(AVAILABLE RECORDS)
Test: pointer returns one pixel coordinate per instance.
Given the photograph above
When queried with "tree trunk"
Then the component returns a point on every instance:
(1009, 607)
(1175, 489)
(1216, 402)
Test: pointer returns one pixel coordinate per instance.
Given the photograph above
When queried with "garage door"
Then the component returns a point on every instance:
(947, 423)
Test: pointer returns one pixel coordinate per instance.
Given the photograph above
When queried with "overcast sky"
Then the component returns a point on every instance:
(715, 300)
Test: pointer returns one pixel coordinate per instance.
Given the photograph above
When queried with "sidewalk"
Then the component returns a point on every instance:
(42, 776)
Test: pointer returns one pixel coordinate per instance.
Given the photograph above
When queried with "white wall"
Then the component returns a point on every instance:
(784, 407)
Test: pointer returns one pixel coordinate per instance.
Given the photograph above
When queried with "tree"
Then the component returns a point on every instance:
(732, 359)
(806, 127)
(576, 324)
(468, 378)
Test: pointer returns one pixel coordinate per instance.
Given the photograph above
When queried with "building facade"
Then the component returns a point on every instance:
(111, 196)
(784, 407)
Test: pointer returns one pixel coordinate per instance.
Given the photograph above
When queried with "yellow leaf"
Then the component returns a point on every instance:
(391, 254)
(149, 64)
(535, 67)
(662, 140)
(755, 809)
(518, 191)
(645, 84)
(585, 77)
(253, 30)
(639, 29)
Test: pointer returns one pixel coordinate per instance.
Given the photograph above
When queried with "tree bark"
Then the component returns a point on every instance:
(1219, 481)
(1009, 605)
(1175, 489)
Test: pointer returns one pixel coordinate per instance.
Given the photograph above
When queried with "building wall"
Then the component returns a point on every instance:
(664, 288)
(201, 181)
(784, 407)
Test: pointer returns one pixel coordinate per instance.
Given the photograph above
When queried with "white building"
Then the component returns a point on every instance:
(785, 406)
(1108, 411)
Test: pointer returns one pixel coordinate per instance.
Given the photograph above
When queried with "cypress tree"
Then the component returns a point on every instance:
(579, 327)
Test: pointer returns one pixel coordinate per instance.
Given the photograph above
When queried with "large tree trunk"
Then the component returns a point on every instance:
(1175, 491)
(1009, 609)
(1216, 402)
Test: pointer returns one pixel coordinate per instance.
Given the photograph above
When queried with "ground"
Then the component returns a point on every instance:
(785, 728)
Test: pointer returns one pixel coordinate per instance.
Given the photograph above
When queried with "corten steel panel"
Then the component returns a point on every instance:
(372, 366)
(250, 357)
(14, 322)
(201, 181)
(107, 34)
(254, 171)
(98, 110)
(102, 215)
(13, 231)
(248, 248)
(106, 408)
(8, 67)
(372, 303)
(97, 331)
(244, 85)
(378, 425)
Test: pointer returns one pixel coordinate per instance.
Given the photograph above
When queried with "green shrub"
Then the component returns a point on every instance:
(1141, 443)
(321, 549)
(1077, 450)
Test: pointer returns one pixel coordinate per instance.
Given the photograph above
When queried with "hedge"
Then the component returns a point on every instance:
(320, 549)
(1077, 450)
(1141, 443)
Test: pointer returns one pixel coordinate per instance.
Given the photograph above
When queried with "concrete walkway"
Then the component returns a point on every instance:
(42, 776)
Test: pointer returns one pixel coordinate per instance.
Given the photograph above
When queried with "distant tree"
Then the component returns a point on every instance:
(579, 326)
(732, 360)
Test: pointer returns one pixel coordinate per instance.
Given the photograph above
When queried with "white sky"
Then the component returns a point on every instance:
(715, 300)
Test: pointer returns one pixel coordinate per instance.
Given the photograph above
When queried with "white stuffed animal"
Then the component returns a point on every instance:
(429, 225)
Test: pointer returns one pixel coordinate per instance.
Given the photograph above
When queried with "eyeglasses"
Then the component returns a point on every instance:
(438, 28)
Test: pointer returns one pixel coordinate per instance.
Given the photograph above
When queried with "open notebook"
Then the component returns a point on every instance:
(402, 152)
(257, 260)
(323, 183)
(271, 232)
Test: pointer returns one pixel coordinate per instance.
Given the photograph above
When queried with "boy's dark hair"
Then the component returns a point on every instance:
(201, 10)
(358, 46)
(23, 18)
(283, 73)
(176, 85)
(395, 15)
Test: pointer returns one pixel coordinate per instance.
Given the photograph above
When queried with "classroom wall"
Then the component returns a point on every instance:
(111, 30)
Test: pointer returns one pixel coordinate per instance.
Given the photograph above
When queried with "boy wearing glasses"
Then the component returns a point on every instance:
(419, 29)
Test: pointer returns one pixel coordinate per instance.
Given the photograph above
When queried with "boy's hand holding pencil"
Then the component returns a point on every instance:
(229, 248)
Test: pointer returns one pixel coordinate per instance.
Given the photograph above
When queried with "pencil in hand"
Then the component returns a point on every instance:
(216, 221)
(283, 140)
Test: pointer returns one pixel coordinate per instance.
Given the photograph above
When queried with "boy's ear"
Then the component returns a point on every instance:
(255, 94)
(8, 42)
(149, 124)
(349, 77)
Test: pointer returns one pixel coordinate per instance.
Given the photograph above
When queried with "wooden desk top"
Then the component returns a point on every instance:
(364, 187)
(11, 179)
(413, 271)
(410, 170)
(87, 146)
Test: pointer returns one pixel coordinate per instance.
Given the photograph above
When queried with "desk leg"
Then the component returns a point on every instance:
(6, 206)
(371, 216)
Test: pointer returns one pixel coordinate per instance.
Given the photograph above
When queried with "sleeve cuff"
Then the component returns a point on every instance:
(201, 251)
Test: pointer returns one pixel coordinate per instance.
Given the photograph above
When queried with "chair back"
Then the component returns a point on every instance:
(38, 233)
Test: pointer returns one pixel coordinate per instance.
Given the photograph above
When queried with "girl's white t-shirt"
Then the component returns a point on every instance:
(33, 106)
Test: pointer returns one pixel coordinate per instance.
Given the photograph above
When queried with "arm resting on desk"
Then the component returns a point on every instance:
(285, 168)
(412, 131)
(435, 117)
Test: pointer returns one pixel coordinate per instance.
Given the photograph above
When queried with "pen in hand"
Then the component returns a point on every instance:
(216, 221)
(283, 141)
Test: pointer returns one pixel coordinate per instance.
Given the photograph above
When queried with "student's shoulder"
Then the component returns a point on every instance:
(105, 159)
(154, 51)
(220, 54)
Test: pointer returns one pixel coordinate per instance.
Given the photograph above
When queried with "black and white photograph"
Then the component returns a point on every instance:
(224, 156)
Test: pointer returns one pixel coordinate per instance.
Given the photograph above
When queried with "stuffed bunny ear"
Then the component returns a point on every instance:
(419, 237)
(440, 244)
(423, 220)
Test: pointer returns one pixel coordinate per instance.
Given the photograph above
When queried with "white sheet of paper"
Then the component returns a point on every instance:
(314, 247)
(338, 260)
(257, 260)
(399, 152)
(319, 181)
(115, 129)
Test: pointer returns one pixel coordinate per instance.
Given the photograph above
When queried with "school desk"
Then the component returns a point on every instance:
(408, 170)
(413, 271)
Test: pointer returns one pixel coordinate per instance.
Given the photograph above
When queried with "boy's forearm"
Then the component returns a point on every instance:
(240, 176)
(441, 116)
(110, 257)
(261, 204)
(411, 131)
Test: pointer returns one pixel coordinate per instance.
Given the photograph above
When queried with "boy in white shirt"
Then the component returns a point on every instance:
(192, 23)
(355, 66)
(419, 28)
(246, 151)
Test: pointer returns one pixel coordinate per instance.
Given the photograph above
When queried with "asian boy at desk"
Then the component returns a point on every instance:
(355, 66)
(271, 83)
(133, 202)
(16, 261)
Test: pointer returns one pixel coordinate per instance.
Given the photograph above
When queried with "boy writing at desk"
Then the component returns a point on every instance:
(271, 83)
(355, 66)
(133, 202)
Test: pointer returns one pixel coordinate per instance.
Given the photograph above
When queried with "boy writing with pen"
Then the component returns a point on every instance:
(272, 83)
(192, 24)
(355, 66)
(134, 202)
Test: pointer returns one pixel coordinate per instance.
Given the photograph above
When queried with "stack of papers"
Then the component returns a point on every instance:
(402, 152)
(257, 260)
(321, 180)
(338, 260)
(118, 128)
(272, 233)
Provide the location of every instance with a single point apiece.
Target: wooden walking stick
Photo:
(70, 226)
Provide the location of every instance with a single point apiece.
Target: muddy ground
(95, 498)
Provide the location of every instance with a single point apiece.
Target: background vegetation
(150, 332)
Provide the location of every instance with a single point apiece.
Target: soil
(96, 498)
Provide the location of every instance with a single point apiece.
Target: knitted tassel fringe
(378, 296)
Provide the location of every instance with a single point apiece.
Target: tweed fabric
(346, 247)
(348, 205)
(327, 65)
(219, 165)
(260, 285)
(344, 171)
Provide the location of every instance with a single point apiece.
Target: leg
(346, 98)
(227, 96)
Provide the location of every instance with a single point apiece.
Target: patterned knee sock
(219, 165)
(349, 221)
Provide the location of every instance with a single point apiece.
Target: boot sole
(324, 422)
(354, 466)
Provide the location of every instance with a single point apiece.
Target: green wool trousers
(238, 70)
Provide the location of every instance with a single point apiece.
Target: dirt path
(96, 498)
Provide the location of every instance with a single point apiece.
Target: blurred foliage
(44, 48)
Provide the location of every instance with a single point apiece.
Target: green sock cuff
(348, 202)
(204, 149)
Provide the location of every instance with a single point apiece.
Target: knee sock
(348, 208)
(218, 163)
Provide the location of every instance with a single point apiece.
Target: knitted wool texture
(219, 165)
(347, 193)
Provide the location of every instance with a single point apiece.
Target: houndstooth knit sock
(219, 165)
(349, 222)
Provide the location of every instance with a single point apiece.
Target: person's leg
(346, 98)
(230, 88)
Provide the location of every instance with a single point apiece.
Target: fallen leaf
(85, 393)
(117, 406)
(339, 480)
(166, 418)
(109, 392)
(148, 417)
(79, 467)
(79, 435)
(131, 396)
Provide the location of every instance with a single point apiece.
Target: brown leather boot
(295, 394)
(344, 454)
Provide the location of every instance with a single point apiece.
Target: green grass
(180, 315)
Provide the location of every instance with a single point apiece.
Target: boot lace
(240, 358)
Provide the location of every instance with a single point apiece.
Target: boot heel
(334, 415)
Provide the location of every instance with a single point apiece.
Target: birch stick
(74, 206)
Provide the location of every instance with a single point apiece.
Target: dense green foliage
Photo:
(End AVAILABLE RECORDS)
__PROBLEM STATEMENT__: Search the entries for the word "writing" and show every line that has it.

__YOUR SOLUTION__:
When queried with "boy writing at desk"
When queried with "boy writing with pen"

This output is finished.